■ **What this task involves**
Reproduce every item below verbatim, character for character, with no additions or omissions.

■ **Entries**
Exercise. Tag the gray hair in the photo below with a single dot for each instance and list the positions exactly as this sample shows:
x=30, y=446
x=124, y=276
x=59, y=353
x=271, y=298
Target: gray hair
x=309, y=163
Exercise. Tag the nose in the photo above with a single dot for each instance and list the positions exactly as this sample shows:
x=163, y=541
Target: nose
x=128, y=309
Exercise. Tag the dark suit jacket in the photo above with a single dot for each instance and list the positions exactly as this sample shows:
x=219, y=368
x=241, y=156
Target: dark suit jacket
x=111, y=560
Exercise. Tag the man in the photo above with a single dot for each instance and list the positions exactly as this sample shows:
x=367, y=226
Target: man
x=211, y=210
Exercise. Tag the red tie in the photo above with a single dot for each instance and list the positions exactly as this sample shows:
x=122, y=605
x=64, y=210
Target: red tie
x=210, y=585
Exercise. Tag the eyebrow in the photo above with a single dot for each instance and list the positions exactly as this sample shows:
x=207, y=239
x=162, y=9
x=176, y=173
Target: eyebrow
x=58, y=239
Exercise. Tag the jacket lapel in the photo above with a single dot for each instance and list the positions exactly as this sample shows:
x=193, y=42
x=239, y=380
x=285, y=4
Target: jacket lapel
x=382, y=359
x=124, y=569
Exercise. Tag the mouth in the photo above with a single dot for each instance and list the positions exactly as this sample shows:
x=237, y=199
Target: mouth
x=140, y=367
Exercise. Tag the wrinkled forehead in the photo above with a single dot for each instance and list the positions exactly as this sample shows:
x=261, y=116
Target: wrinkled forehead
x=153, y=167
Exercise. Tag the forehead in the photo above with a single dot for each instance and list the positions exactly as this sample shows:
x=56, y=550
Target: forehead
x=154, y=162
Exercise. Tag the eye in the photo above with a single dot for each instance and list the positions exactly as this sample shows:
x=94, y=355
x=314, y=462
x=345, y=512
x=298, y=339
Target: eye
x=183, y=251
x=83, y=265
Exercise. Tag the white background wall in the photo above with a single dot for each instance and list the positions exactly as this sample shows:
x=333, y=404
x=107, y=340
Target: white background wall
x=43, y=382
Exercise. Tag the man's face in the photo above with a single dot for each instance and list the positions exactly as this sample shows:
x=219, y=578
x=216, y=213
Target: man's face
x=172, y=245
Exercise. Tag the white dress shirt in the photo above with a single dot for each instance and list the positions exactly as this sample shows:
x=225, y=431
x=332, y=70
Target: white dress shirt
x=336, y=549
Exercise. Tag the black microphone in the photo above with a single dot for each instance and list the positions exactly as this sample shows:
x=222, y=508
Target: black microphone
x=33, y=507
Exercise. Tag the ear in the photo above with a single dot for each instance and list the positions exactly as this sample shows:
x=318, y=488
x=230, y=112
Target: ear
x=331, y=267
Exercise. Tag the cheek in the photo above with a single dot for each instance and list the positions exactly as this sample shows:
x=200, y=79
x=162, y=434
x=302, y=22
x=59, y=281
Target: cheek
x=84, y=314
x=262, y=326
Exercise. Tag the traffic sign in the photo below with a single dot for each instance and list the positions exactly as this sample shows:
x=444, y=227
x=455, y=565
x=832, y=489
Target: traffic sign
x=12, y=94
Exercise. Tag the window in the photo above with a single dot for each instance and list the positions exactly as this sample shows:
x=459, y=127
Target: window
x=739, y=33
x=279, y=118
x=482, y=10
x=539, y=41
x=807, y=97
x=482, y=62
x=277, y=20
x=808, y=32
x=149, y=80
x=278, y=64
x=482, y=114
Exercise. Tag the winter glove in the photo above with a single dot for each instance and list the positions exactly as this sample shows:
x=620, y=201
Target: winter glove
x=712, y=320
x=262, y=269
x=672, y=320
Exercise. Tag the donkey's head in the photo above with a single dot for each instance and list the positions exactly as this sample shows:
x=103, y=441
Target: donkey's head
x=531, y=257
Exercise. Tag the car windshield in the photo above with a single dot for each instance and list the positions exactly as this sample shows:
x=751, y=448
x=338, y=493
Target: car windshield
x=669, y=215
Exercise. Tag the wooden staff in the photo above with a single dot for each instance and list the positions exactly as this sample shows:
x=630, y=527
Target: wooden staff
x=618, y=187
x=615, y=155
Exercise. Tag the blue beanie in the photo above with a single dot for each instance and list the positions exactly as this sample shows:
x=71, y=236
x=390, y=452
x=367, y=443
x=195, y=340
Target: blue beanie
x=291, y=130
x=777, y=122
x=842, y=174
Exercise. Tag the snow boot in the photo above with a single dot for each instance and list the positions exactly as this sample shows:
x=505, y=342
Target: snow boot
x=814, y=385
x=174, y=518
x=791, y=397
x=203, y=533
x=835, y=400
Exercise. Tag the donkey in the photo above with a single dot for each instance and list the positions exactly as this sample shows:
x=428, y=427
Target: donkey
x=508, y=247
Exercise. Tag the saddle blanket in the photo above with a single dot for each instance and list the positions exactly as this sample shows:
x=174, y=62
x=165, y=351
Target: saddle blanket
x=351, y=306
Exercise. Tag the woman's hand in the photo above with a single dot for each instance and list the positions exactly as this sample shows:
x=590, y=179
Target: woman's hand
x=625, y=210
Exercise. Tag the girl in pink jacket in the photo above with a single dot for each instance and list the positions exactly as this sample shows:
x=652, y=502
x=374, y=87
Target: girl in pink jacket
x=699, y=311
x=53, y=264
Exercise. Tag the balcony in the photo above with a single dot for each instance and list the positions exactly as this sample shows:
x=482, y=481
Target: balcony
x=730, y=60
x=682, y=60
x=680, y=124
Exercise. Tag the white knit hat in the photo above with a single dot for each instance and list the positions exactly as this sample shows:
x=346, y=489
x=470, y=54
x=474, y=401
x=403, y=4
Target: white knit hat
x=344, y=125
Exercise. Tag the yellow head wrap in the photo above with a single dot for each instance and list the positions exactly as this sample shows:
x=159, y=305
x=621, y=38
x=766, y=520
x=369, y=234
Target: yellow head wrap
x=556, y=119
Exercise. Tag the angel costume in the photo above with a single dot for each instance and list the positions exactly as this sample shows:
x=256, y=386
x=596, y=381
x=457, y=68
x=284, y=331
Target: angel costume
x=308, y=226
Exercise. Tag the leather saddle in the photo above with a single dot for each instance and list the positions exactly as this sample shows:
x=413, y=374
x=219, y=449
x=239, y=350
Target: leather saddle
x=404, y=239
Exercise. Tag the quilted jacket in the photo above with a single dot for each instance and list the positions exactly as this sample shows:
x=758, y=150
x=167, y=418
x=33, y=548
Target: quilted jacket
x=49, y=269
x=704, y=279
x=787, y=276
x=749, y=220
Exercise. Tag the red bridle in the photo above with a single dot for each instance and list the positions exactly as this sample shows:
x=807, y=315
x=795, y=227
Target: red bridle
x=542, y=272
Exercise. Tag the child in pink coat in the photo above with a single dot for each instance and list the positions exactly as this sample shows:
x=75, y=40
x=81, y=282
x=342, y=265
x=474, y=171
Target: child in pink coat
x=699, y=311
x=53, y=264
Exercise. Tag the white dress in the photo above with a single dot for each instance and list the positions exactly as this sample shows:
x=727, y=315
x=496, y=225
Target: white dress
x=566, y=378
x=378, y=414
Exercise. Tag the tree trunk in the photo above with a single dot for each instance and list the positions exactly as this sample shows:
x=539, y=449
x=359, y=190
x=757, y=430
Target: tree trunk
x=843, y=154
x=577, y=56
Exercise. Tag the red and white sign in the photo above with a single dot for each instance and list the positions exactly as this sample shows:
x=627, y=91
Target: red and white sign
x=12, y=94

■ **Correct response**
Exercise. Tag the gray hair in the photo below with a single dot for each instance and list the positions exactly as this sample shows:
x=30, y=446
x=124, y=276
x=59, y=353
x=271, y=298
Target: gray hair
x=309, y=163
Exercise. Tag the nose in the photo above with a single dot for each instance and list the positions exactly as this sample shows:
x=163, y=541
Target: nose
x=128, y=309
Exercise. Tag the dark suit jacket in the photo above with a single dot for each instance and list the positions exactly as this sample shows:
x=219, y=368
x=241, y=156
Target: dark suit jacket
x=111, y=560
Exercise. Tag the man in the photo above with a single dot for each instance and list the positions exactly as this sample shows:
x=367, y=226
Target: man
x=211, y=210
Exercise. Tag the red tie in the photo above with a single dot for each instance and list the positions exactly as this sample shows:
x=122, y=605
x=64, y=210
Target: red tie
x=210, y=585
Exercise. Tag the eyebrow in the photo above with a single dot for each instance and list the positions exactly as this sample shows:
x=207, y=239
x=162, y=9
x=176, y=173
Target: eyebrow
x=58, y=239
Exercise. Tag the jacket lapel in the photo above with a single dot for each instance and list the positions exactly as this sample shows:
x=193, y=42
x=239, y=380
x=285, y=4
Target: jacket lapel
x=382, y=359
x=124, y=569
Exercise. Tag the mouth in the photo above with a single dot for each instance and list the positions exactly as this sample shows:
x=237, y=199
Target: mouth
x=140, y=367
Exercise. Tag the wrinkled forehead in the photo above with a single dot for each instance and list the positions exactly as this sample shows:
x=261, y=116
Target: wrinkled forehead
x=153, y=167
Exercise. Tag the forehead in the photo above with a single dot for each instance and list the positions exactly as this sample shows:
x=56, y=550
Target: forehead
x=154, y=162
Exercise. Tag the eye in the photo above with a single dot for each instance and list the positions exactly as this sample shows:
x=94, y=355
x=314, y=462
x=345, y=512
x=298, y=339
Target: eye
x=183, y=251
x=83, y=265
Exercise. Tag the white background wall in the photo above with a single dot for each instance and list the positions exactly as this sample shows:
x=333, y=404
x=107, y=340
Target: white background wall
x=43, y=382
Exercise. Tag the man's face in the photo above with a single dot for each instance and list the positions exactly as this sample shows:
x=219, y=578
x=216, y=213
Target: man's face
x=172, y=245
Exercise. Tag the white dress shirt in the photo above with a single dot for each instance and list the positions exactly as this sample shows:
x=225, y=431
x=332, y=70
Target: white dress shirt
x=336, y=549
Exercise. Tag the black microphone in the photo above with a single dot for each instance and list the positions exactly as this sample shows:
x=222, y=508
Target: black microphone
x=33, y=507
Exercise. Tag the ear in the photo above with a single dot for each instance and list the positions exactly as this sample shows:
x=318, y=488
x=230, y=112
Target: ear
x=331, y=267
Exercise. Tag the cheek in the photo above with a single dot for each instance and list the positions exactly as this sample shows:
x=200, y=79
x=162, y=434
x=302, y=22
x=59, y=281
Target: cheek
x=84, y=314
x=262, y=326
Exercise. Tag the traffic sign in the photo below with a single dot for each instance and list the positions exactly as this sample shows:
x=444, y=227
x=455, y=565
x=832, y=489
Target: traffic sign
x=12, y=94
Exercise. Tag the window in the photo above with a single dot for each instance and list the positions exactly as this sample shows:
x=459, y=127
Target: window
x=739, y=33
x=279, y=118
x=482, y=10
x=539, y=41
x=807, y=97
x=482, y=62
x=277, y=20
x=808, y=32
x=149, y=80
x=278, y=64
x=482, y=114
Exercise. Tag the winter glove in the photo above with a single dot for each instance and list the positions exactly as this sample shows:
x=620, y=201
Target: winter glove
x=712, y=320
x=262, y=269
x=672, y=320
Exercise. Tag the donkey's head in the photo above with a single dot for each instance and list the positions exactly as this sample shows:
x=103, y=441
Target: donkey's head
x=531, y=257
Exercise. Tag the car windshield in the photo above with a single dot for each instance and list the positions exactly as this sample shows:
x=751, y=448
x=338, y=493
Target: car windshield
x=669, y=215
Exercise. Tag the wooden staff in the photo above with a single dot for each instance and list the positions exactly as this sample shows:
x=630, y=527
Target: wooden staff
x=618, y=187
x=615, y=155
Exercise. Tag the blue beanie in the photo above with a single dot for each instance and list the positions exactly as this sample shows:
x=71, y=236
x=390, y=452
x=367, y=443
x=195, y=340
Target: blue beanie
x=291, y=130
x=777, y=122
x=842, y=174
Exercise. Tag the snow boot in the photo above with a single dot for each instance and list the positions exactly as this sample shows:
x=505, y=342
Target: snow boot
x=814, y=385
x=174, y=518
x=791, y=397
x=203, y=533
x=835, y=400
Exercise. Tag the donkey in the photo above with a single dot for each instance and list the positions exactly as this sample shows:
x=428, y=427
Target: donkey
x=508, y=247
Exercise. Tag the saddle blanket in the photo above with a single dot for each instance and list the positions exactly as this sample shows:
x=174, y=62
x=165, y=351
Target: saddle blanket
x=351, y=306
Exercise. Tag the woman's hand in the photo above with a single dot for each instance and list the positions exactly as this sample shows:
x=590, y=179
Target: woman's hand
x=625, y=210
Exercise. Tag the girl in pink jacket in the photo above with a single dot for each instance and list the positions exactly as this sample shows:
x=652, y=502
x=374, y=87
Target: girl in pink jacket
x=699, y=311
x=53, y=264
Exercise. Tag the balcony in the photo above with a single dot for each instance and list the positions exactly as this sample shows:
x=482, y=481
Target: balcony
x=730, y=60
x=682, y=60
x=680, y=124
Exercise. Tag the white knit hat in the photo above with a single dot for each instance and list the positions exactly as this sample shows:
x=346, y=489
x=470, y=54
x=474, y=401
x=403, y=4
Target: white knit hat
x=344, y=125
Exercise. Tag the yellow head wrap in the photo above with a single dot for each instance and list the positions exactly as this sample shows:
x=159, y=305
x=621, y=38
x=766, y=520
x=369, y=234
Target: yellow head wrap
x=556, y=119
Exercise. Tag the angel costume in the photo above with a single dot for each instance and list the positions exactly as this sample shows:
x=256, y=386
x=596, y=381
x=457, y=68
x=284, y=331
Target: angel costume
x=308, y=226
Exercise. Tag the leather saddle in the photo above with a single dot for each instance and list the positions exactly as this sample shows:
x=413, y=374
x=219, y=449
x=239, y=350
Target: leather saddle
x=404, y=239
Exercise. Tag the quilted jacket in the photo above with a single dot for each instance and list the positions exactly as this sample shows:
x=758, y=150
x=167, y=418
x=33, y=548
Target: quilted jacket
x=49, y=269
x=704, y=279
x=787, y=276
x=749, y=220
Exercise. Tag the red bridle in the photo above with a single dot for each instance and list the positions exactly as this sample shows:
x=807, y=315
x=795, y=227
Target: red bridle
x=542, y=272
Exercise. Tag the child in pink coat in the photo above with a single dot for each instance and list the positions exactly as this sample shows:
x=75, y=40
x=81, y=282
x=342, y=265
x=474, y=171
Target: child in pink coat
x=699, y=311
x=53, y=264
Exercise. Tag the white dress in the photo above with a single dot for each instance and list the positions exactly as this sample shows:
x=727, y=315
x=496, y=225
Target: white dress
x=566, y=378
x=378, y=414
Exercise. Tag the tree trunk in the photo above with a single dot for each instance and list the positions exactly as this sample shows:
x=539, y=449
x=359, y=190
x=757, y=430
Target: tree trunk
x=843, y=154
x=577, y=56
Exercise. Tag the red and white sign in the photo above with a single dot for each instance and list the positions exactly as this sample shows:
x=627, y=91
Target: red and white sign
x=12, y=94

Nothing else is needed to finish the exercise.